- Do this: Write out each of the following lines again, word for word, keeping every character and bracket unchanged.

- Data:
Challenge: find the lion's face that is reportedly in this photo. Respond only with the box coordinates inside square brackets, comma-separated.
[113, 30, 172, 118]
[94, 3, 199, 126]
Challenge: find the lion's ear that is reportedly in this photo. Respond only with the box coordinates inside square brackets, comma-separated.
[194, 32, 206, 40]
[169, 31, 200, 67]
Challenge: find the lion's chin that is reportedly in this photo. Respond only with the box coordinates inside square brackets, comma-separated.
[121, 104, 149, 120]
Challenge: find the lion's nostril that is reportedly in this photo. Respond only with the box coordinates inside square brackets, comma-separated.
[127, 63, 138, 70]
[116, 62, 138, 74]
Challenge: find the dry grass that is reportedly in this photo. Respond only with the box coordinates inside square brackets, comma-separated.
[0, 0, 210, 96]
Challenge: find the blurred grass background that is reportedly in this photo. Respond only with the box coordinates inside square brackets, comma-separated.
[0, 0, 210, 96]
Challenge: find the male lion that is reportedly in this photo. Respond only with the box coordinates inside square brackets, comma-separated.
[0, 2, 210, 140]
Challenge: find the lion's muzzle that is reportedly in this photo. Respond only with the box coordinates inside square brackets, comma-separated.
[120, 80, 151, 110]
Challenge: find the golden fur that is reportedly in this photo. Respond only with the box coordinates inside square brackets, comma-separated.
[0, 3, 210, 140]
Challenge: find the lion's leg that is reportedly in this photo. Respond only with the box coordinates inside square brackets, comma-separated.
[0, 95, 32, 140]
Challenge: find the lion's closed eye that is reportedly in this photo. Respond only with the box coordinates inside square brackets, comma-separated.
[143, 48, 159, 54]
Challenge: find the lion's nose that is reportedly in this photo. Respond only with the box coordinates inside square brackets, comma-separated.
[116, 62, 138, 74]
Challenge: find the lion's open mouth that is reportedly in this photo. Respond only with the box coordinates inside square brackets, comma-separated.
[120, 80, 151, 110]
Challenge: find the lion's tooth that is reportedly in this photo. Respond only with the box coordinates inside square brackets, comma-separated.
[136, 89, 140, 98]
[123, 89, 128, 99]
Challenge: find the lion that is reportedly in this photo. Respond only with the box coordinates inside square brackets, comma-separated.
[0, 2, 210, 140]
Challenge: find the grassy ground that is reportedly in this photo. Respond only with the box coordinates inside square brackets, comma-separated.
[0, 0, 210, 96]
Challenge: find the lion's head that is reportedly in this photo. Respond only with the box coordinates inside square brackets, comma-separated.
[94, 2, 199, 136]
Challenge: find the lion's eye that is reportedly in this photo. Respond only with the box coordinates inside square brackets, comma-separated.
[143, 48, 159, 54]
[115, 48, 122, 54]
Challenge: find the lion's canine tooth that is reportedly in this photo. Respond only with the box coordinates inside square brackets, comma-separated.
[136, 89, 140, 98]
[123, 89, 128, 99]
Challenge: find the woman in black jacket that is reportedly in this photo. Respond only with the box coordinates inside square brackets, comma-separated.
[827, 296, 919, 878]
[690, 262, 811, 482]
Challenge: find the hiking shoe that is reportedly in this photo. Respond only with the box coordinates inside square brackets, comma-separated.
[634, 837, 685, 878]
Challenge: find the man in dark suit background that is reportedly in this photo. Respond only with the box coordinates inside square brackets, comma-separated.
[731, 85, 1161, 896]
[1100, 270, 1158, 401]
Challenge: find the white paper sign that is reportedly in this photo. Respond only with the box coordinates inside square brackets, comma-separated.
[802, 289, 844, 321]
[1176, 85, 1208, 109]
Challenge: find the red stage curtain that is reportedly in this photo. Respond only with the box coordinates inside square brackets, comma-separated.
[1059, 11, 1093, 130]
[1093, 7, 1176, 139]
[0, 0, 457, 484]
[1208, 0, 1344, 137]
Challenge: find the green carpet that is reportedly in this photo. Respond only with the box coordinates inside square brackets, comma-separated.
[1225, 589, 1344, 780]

- Written solution:
Challenge: find the lion's face that is reportedly in this photo. Respond only with the box coordinates inside square brackets, comma-separated.
[113, 30, 172, 118]
[94, 3, 199, 126]
Challenge: find the lion's ear that is reportedly in this photo. Respond only with the box coordinates inside square brackets, comma-separated.
[194, 32, 206, 40]
[169, 31, 200, 67]
Challenge: find the lion's chin that is reportedly in this photo. Respond only with the box coordinates inside square brackets, comma-separated.
[121, 104, 149, 120]
Challenge: find the lion's nostril that is reportedly in this photo. Respond only with the box coordinates inside square brackets, comma-separated.
[127, 63, 138, 70]
[116, 62, 138, 74]
Challenge: find the dry grass that is reportedly in this photo. Respond only with the box coordinates inside square brackets, comma-separated.
[0, 0, 210, 96]
Challenge: find the blurred grass background that is reportedly in this photo. Respond only with the box coordinates inside square brackets, comma-separated.
[0, 0, 210, 96]
Challenge: find the male lion that is reportedly in this photo. Respond only with the box coordinates inside square brackets, comma-separated.
[0, 2, 210, 140]
Challenge: find the lion's muzzle that is reportedly in this photo. Respond only with the box coordinates inside square brackets, comma-separated.
[120, 80, 151, 110]
Challenge: find the golden fur that is reportedly in this photo. Respond only with the box coordinates inside square brackets, comma-separated.
[0, 3, 210, 140]
Challenge: find the lion's leg that is reportedly in this photo. Respond only with the box coordinates inside square brackets, comma-separated.
[0, 95, 32, 140]
Challenge: find the lion's closed eye that is reportedly in this photo. Respond only with the box coordinates inside square brackets, comma-separated.
[143, 48, 159, 54]
Challenge: find the lion's nose that is reportedly in this photo. Respond only with the box coordinates inside square brackets, comma-separated.
[116, 62, 138, 74]
Challenge: find the lion's open mouth that is reportedly in this photo. Respond only with the box coordinates inside square brackets, comma-separated.
[120, 80, 151, 110]
Challenge: find the lion's tooth that is reportedly in this photo. Respond only with the box coordinates inside square brackets, comma-separated.
[136, 89, 140, 98]
[123, 89, 128, 99]
Challenge: find the lion that is reportedly in this photo. Respond only with the box coordinates inside square brackets, comma-separated.
[0, 2, 210, 140]
Challenge: find the grassy ground that is reportedly in this photo. Respond only with the box coordinates inside square brackets, comma-separated.
[0, 0, 210, 96]
Challenge: find the lion's head that is reportedly in this photo. Respond only with the box coordinates inside square brackets, comma-separated.
[94, 2, 199, 136]
Challenge: find the lion's eye that is reportedly in this photo. Respond only with the box coordinates inside square brackets, comma-separated.
[143, 48, 159, 54]
[115, 48, 122, 54]
Challenge: find the lion's canine tooth that is reportedly in this photo. Respond only with the box coordinates inside square brackets, comma-separated.
[136, 89, 140, 98]
[123, 89, 128, 99]
Challenge: find the woman in black jacket that is reportedly in this photo. Respond only with the box coordinates inside square brackets, comma-separated.
[827, 296, 919, 878]
[690, 262, 811, 482]
Challenge: find the hiking shoe that is reportedly in this photo. Respond only with the box coordinates inside square brackets, comma-separated.
[634, 837, 685, 878]
Challenge: find the man in dark suit background that is reportedly in this photo. Respond only with the box coordinates inside square brackets, comma-separated.
[731, 85, 1161, 896]
[1100, 270, 1158, 401]
Challenge: find the white paper sign that is reportedly in this photo. Respond only with the box coordinates inside square brackets, comma-separated.
[802, 289, 844, 321]
[1176, 85, 1208, 109]
Challenge: find the red stage curtain that is reportedly in this photo. Respond only with the box coordinates inside square brackets, comma-separated.
[1059, 11, 1093, 130]
[1093, 7, 1176, 139]
[0, 0, 457, 484]
[1208, 0, 1344, 137]
Challenge: find the green carpet that is reportedly in this photo. Respond only with the box coordinates inside square brackets, comma-separated.
[1225, 589, 1344, 780]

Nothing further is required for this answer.